:: HOW TO COMPLETE THIS TASK ::
Transcribe the data that follows precisely, omitting nothing.

:: DATA FOR THIS EXERCISE ::
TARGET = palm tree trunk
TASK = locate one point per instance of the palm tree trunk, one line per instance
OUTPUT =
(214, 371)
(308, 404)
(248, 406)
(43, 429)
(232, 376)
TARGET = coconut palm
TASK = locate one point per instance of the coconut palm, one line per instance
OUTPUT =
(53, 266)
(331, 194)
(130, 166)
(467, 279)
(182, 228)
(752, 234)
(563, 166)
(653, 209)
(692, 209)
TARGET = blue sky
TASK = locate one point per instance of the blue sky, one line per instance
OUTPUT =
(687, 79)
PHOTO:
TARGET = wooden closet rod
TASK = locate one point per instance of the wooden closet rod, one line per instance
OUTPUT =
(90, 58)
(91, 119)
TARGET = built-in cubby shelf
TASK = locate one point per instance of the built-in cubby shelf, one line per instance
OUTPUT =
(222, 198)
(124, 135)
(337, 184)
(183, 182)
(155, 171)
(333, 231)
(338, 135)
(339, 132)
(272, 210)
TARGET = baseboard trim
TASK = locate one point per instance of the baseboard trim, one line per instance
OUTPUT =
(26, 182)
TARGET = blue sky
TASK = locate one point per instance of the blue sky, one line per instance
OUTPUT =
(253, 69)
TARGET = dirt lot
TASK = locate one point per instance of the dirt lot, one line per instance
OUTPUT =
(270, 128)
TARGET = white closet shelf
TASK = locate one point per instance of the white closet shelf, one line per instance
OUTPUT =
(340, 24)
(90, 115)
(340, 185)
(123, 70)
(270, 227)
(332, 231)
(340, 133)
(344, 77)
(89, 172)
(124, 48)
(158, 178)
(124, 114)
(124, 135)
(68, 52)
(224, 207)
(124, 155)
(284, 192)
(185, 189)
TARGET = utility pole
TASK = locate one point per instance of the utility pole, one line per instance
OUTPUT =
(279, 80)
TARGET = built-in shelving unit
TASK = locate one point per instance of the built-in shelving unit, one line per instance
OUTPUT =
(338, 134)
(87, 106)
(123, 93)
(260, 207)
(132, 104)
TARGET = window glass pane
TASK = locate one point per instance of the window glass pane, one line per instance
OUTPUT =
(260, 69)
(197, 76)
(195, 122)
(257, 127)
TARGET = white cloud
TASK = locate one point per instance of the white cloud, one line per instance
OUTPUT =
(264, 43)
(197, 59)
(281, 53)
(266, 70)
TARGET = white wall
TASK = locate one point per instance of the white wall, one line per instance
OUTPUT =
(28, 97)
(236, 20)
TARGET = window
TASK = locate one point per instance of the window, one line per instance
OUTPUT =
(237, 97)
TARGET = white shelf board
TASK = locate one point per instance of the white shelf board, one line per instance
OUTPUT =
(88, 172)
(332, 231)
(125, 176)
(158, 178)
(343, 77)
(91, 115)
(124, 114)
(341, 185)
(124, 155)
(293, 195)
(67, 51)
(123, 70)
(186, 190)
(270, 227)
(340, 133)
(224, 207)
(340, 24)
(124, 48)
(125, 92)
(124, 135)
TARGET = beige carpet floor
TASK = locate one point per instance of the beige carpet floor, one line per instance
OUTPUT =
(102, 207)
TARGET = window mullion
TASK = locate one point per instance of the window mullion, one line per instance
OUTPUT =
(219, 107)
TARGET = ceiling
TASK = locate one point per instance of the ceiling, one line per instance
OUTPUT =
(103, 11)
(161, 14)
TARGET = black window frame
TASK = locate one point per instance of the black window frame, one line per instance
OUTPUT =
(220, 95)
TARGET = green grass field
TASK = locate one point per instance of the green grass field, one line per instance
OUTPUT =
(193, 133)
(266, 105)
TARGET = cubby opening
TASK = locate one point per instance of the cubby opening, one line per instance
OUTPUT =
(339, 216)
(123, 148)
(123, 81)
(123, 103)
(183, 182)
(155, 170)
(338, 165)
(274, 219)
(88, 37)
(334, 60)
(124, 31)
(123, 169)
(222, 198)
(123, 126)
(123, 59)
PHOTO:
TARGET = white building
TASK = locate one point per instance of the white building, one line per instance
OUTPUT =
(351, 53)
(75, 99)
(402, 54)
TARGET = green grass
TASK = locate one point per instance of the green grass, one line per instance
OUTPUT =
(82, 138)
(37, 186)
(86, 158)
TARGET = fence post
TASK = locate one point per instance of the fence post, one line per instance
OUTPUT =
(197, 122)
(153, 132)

:: ANSWER TO THIS EXERCISE ::
TARGET = palm tree trunk
TASK = locate one point per instance of the palm tree trunk, one line per instance
OUTPUT =
(214, 371)
(308, 404)
(248, 406)
(43, 429)
(232, 376)
TARGET = coconut palm
TASK = locate one point per instance of the coconut palm, one line per instance
OUTPUT =
(53, 266)
(331, 194)
(130, 166)
(467, 279)
(182, 228)
(752, 234)
(563, 166)
(653, 209)
(692, 209)
TARGET = blue sky
TASK = locate one point per instance of the blue sky, one line per instance
OUTPUT =
(687, 79)
PHOTO:
TARGET = wooden closet rod
TASK = locate one point per instance of the wooden closet rod, one line per instance
OUTPUT =
(90, 58)
(91, 119)
TARGET = built-in cubby shelf
TASK = locate one point per instance of the built-in cubby shelf, one line per instance
OUTPUT =
(222, 198)
(124, 135)
(337, 184)
(183, 182)
(155, 171)
(333, 231)
(338, 135)
(339, 132)
(272, 210)
TARGET = baseboard trim
TASK = locate one point per instance of the baseboard trim, one line per instance
OUTPUT =
(26, 182)
TARGET = blue sky
TASK = locate one point per instance of the blue sky, one line per instance
OUTPUT =
(253, 69)
TARGET = dirt lot
TASK = locate one point per instance of the dirt lot, one line per instance
OUTPUT =
(270, 128)
TARGET = white closet shelf
TASK = locate one point per instance of the white closet shelf, one line per instance
OUTPUT =
(340, 24)
(90, 115)
(340, 185)
(123, 70)
(270, 227)
(332, 231)
(340, 133)
(344, 77)
(89, 172)
(124, 48)
(158, 178)
(124, 114)
(124, 135)
(68, 52)
(224, 207)
(124, 155)
(284, 192)
(185, 189)
TARGET = utility pole
TASK = locate one point per instance of the utility pole, one line per instance
OUTPUT =
(279, 80)
TARGET = built-in shelving unit
TASK = locate one point per instance of the built-in shelving unit, one line per instance
OUTPUT =
(338, 134)
(87, 106)
(123, 93)
(260, 207)
(132, 104)
TARGET = window glass pane
TASK = locate one point per instance of the window glass pane, one line per instance
OUTPUT =
(260, 69)
(197, 76)
(195, 122)
(257, 127)
TARGET = white cloud
TASK = locate one point per instance of the white cloud, one line per instance
OUTPUT =
(264, 43)
(197, 59)
(281, 53)
(266, 70)
TARGET = white wall
TASK = locate one point per instance of the white wall, one line per instance
OUTPUT =
(28, 97)
(236, 20)
TARGET = window
TASK = locate one point per instance of the window, one line per instance
OUTPUT =
(237, 97)
TARGET = white shelf board
TASK = locate one point per instance of the white shelf board, one line per instance
OUTPUT =
(88, 172)
(332, 231)
(125, 176)
(158, 178)
(343, 77)
(91, 115)
(124, 114)
(341, 185)
(124, 155)
(293, 195)
(67, 51)
(123, 70)
(186, 190)
(270, 227)
(340, 133)
(224, 207)
(340, 24)
(124, 48)
(125, 92)
(124, 135)
TARGET = beige carpet floor
TASK = locate one point per instance of the beige carpet floor, one line per instance
OUTPUT =
(102, 207)
TARGET = window mullion
TASK = locate one point per instance of the window mullion, one line per instance
OUTPUT =
(219, 107)
TARGET = ceiling
TASK = locate one point per instance of the ceiling, one line per instance
OUTPUT =
(103, 11)
(161, 14)
TARGET = black window frame
TASK = locate one point per instance of the black window frame, one line per instance
OUTPUT =
(220, 95)
TARGET = green grass field
TASK = locate one point per instance of the green grass field, one line per instance
OUTPUT =
(193, 133)
(266, 105)
TARGET = cubby opening
TASK = locate one point per instance of the cubby opening, one line per instance
OUTPUT =
(339, 216)
(123, 148)
(123, 81)
(123, 103)
(183, 182)
(155, 170)
(338, 165)
(274, 219)
(88, 37)
(334, 60)
(124, 31)
(123, 169)
(222, 198)
(123, 126)
(123, 59)
PHOTO:
TARGET = white building
TASK = locate one point per instance of the white building, one line per instance
OUTPUT =
(351, 53)
(75, 99)
(402, 54)
TARGET = green grass
TASK = locate one point per instance of the green grass, one line per instance
OUTPUT =
(82, 138)
(37, 186)
(86, 158)
TARGET = fence post
TASK = locate one point per instance of the fence post, one line per instance
OUTPUT =
(197, 122)
(153, 132)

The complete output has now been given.